Problems to work on ->
• a. In the post about the UPS, at roughly what point does the UPS running on the motorcycle battery switch itself off?
• b. Please return, word for word, the part of the post about the UPS that starts at "4. Meanwhile, the" and ends at "within 5 minutes.".

--- START Document ---

On 17-Nov-05 Ted Harding wrote:
Just to bring you up to date on my privte saga ... [...] Yet to do: Full test of auto shutdown on "power failure" ( = pull the plug in this case).
But my tentative, and fairly confident, coonclusion is that an itsy bitsy m/c battery will do nicely, at least in emergency.
Power failure test now done. The upshot is that the UPS, on the m/c battery, decides somewhat prematurely that the battery is too low, and simply switches itself off.
Previously, based on timings (when the old battery was in a good state), I had worked out a shutdown programme such that:
1. If power-off detected, wait 2 min (in case it comes back on)
2. The machine with the serial-port connection to the UPS then sends an email to user "shutdown" on the other machine.
3. The other machine has a root cron job running every minute to check whether "shutdown" has mail. If so, this machine immediately executes "shutdown -h now". This takes maximum 2 minutes. So all over for this machine within 5 min of power outage.
4. Meanwhile, the first machine waits a minute (to allow for latency in sending and delivering the mail), and then itself runs "shutdown -h now". Again a minute or two, so all over within 5 minutes.
5. The UPS itself turns off at about 6 minutes, so there's a margin to ensure that the machines are not without power while shutting down.
With the motocycle battery, the UPS decides that the battery is too low at around 2 minutes, and simply turns itself off. The result is that both machines get caught before shutting down.

--- END Document ---
--- START Record extracts ---

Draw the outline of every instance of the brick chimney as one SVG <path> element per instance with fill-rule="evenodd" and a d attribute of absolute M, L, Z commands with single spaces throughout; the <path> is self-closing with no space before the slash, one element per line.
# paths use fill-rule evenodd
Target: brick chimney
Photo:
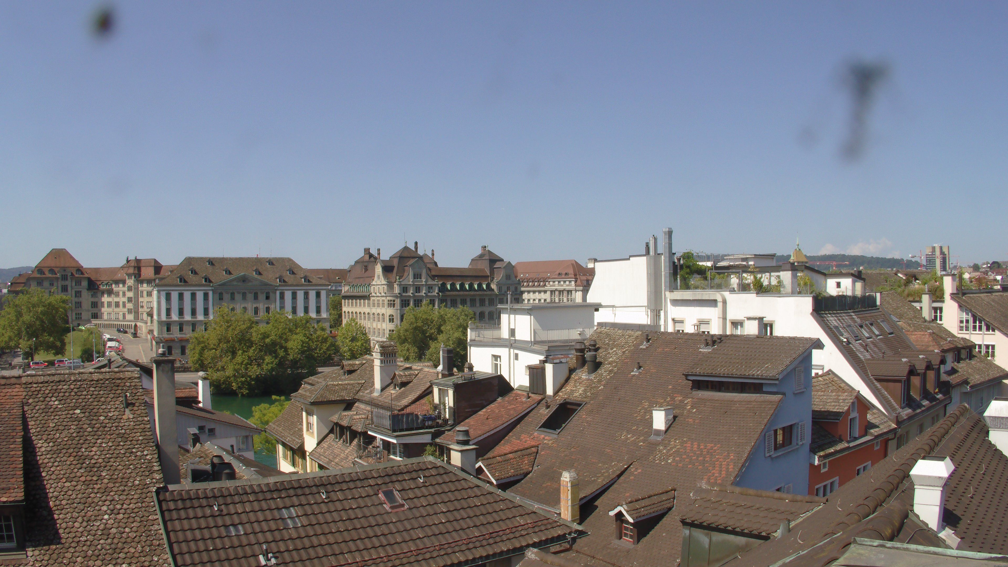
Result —
<path fill-rule="evenodd" d="M 375 365 L 375 395 L 392 383 L 392 376 L 395 375 L 395 357 L 399 349 L 392 341 L 379 341 L 375 343 L 375 350 L 372 353 Z"/>
<path fill-rule="evenodd" d="M 560 518 L 578 524 L 581 522 L 581 491 L 578 473 L 564 470 L 560 474 Z"/>
<path fill-rule="evenodd" d="M 154 363 L 154 434 L 157 456 L 165 484 L 178 484 L 178 436 L 175 431 L 175 359 L 165 356 L 162 348 Z"/>
<path fill-rule="evenodd" d="M 927 455 L 910 469 L 913 479 L 913 512 L 938 534 L 944 530 L 946 483 L 956 466 L 949 457 Z"/>

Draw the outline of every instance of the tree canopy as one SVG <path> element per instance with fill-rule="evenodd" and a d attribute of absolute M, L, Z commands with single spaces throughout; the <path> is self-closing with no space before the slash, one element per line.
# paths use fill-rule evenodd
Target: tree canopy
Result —
<path fill-rule="evenodd" d="M 61 353 L 67 350 L 70 300 L 39 290 L 18 294 L 4 302 L 0 312 L 0 348 Z M 34 345 L 32 345 L 34 339 Z"/>
<path fill-rule="evenodd" d="M 345 360 L 360 358 L 371 352 L 371 339 L 364 325 L 356 319 L 348 319 L 336 335 L 336 345 Z"/>
<path fill-rule="evenodd" d="M 462 307 L 434 309 L 430 304 L 410 307 L 389 340 L 399 347 L 399 356 L 410 362 L 426 360 L 438 364 L 440 346 L 451 347 L 454 366 L 462 370 L 467 360 L 469 324 L 475 319 L 472 311 Z"/>
<path fill-rule="evenodd" d="M 336 353 L 310 316 L 273 313 L 259 325 L 247 313 L 219 308 L 205 332 L 190 339 L 190 361 L 218 393 L 289 392 Z"/>

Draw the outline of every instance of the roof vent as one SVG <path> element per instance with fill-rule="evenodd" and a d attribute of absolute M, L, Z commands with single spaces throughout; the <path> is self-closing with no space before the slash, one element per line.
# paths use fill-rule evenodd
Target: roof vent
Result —
<path fill-rule="evenodd" d="M 403 501 L 402 497 L 399 495 L 399 491 L 395 488 L 385 488 L 384 490 L 378 490 L 378 496 L 381 497 L 381 501 L 385 503 L 385 509 L 389 512 L 398 512 L 400 509 L 406 509 L 406 502 Z"/>

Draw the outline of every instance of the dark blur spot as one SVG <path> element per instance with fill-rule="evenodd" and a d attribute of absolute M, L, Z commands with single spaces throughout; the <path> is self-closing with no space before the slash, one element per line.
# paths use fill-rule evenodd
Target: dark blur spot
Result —
<path fill-rule="evenodd" d="M 95 10 L 95 14 L 91 18 L 91 32 L 95 34 L 95 37 L 108 37 L 112 34 L 115 23 L 115 11 L 112 6 L 102 6 Z"/>
<path fill-rule="evenodd" d="M 855 61 L 844 70 L 844 86 L 851 95 L 851 123 L 843 154 L 851 161 L 864 153 L 869 114 L 888 77 L 889 65 L 885 62 Z"/>

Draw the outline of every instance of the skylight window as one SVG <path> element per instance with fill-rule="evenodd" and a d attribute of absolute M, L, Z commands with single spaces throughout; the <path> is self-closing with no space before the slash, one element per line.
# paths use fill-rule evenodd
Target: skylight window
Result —
<path fill-rule="evenodd" d="M 409 507 L 406 505 L 406 502 L 402 500 L 402 496 L 399 495 L 399 491 L 395 488 L 378 490 L 378 495 L 381 496 L 381 500 L 385 502 L 385 508 L 389 512 L 398 512 Z"/>
<path fill-rule="evenodd" d="M 300 521 L 297 520 L 297 513 L 292 507 L 281 507 L 280 520 L 283 522 L 284 528 L 297 528 L 301 525 Z"/>
<path fill-rule="evenodd" d="M 574 419 L 585 404 L 582 402 L 563 402 L 557 404 L 549 416 L 539 426 L 539 431 L 558 434 Z"/>

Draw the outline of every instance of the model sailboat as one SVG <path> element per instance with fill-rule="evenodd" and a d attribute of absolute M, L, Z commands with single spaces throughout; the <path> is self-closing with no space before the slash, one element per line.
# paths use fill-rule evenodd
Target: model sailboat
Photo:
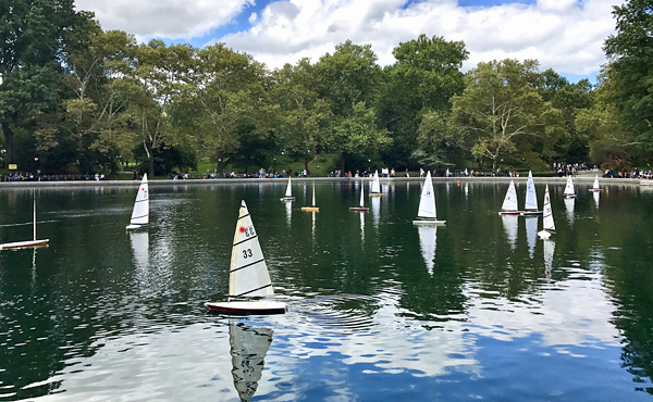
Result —
<path fill-rule="evenodd" d="M 127 230 L 138 229 L 149 223 L 149 192 L 147 190 L 147 173 L 143 174 L 143 180 L 136 193 L 134 201 L 134 210 L 132 211 L 132 219 L 127 225 Z"/>
<path fill-rule="evenodd" d="M 528 172 L 528 181 L 526 183 L 526 204 L 523 205 L 523 215 L 538 215 L 542 211 L 538 211 L 538 193 L 535 192 L 535 184 L 533 174 Z"/>
<path fill-rule="evenodd" d="M 553 222 L 553 211 L 551 210 L 551 197 L 549 196 L 549 185 L 544 190 L 544 206 L 543 206 L 543 228 L 538 231 L 541 239 L 549 239 L 555 233 L 555 223 Z"/>
<path fill-rule="evenodd" d="M 301 206 L 301 211 L 319 212 L 320 209 L 316 206 L 316 184 L 313 183 L 313 203 L 312 206 Z"/>
<path fill-rule="evenodd" d="M 48 246 L 48 241 L 50 241 L 50 239 L 45 239 L 45 240 L 37 240 L 36 239 L 36 194 L 35 194 L 35 190 L 32 190 L 32 209 L 33 209 L 33 234 L 34 237 L 32 240 L 26 240 L 26 241 L 14 241 L 11 243 L 4 243 L 4 244 L 0 244 L 0 250 L 8 250 L 8 249 L 26 249 L 26 248 L 30 248 L 30 247 L 44 247 L 44 246 Z"/>
<path fill-rule="evenodd" d="M 360 206 L 349 206 L 349 211 L 368 212 L 370 209 L 365 206 L 365 186 L 360 185 Z"/>
<path fill-rule="evenodd" d="M 590 191 L 596 191 L 596 192 L 603 191 L 603 189 L 599 186 L 599 175 L 596 175 L 596 177 L 594 177 L 594 185 L 592 186 Z"/>
<path fill-rule="evenodd" d="M 501 205 L 500 215 L 521 215 L 521 212 L 517 210 L 517 191 L 515 190 L 515 183 L 510 180 L 510 186 L 504 198 L 504 203 Z"/>
<path fill-rule="evenodd" d="M 565 186 L 565 198 L 576 198 L 576 191 L 574 190 L 574 180 L 571 176 L 567 177 L 567 185 Z"/>
<path fill-rule="evenodd" d="M 293 187 L 291 186 L 291 177 L 288 176 L 288 187 L 286 187 L 286 194 L 281 198 L 281 201 L 293 201 Z"/>
<path fill-rule="evenodd" d="M 433 180 L 431 180 L 431 172 L 427 173 L 424 185 L 422 187 L 421 197 L 419 198 L 419 208 L 417 210 L 417 221 L 412 221 L 414 225 L 444 225 L 446 221 L 438 221 L 435 211 L 435 193 L 433 191 Z"/>
<path fill-rule="evenodd" d="M 283 314 L 285 303 L 250 299 L 270 296 L 274 296 L 274 289 L 266 259 L 247 205 L 242 201 L 229 269 L 229 300 L 206 305 L 222 314 Z"/>
<path fill-rule="evenodd" d="M 374 179 L 372 181 L 372 190 L 370 191 L 370 197 L 382 197 L 381 192 L 381 183 L 379 181 L 379 171 L 374 171 Z"/>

--- END Record extracts ---

Answers for the tasks ->
• a. At around 2 minutes.

• b.
4. Meanwhile, the first machine waits a minute (to allow for latency in sending and delivering the mail), and then itself runs "shutdown -h now". Again a minute or two, so all over within 5 minutes.